▶ [AIM]: Put the items below into a two-column CSV with the header instruction,response, one row per item. Place each item's text and its answer in a single quoted field each, with line breaks replaced by spaces.

[Collected data entries]
• • • • •
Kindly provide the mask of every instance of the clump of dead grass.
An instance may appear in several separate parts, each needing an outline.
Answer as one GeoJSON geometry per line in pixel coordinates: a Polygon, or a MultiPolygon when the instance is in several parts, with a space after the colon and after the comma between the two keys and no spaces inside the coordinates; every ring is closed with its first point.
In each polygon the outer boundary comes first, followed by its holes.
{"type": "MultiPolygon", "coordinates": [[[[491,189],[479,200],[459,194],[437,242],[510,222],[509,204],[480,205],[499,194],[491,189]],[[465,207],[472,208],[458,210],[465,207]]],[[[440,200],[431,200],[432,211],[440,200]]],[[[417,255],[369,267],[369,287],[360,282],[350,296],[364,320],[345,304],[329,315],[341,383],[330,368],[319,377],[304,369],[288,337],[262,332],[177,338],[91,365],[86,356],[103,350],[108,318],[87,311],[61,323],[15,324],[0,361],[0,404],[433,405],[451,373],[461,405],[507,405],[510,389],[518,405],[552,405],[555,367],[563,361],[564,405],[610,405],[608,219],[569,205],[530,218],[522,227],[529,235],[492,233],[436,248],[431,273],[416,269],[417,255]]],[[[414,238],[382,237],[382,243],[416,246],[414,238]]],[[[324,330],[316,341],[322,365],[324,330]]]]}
• • • • •
▶ [RIGHT ANSWER]:
instruction,response
"Kindly provide the mask of every instance of the clump of dead grass. An instance may appear in several separate parts, each needing an outline. Answer as one GeoJSON geometry per line in pixel coordinates: a Polygon, or a MultiPolygon when the instance is in several parts, with a space after the colon and after the comma between the two keys and no spaces inside the coordinates; every ring is closed with its first point. In each polygon the outer boundary comes first, followed by its holes.","{""type"": ""MultiPolygon"", ""coordinates"": [[[[491,189],[479,200],[459,194],[437,242],[510,222],[509,204],[480,205],[499,194],[491,189]],[[465,207],[472,208],[458,210],[465,207]]],[[[440,200],[431,200],[432,211],[440,200]]],[[[417,255],[369,267],[369,287],[360,282],[350,296],[364,320],[345,304],[329,315],[341,383],[330,368],[319,377],[304,369],[288,337],[262,332],[177,338],[91,365],[86,356],[103,350],[108,318],[87,311],[61,323],[15,324],[0,361],[0,404],[433,405],[451,373],[461,405],[507,405],[510,389],[518,405],[552,405],[555,367],[563,361],[564,405],[610,405],[608,219],[569,205],[530,218],[522,227],[529,235],[492,233],[436,248],[431,273],[416,269],[417,255]]],[[[414,238],[382,237],[382,243],[416,246],[414,238]]],[[[324,330],[316,341],[322,365],[324,330]]]]}"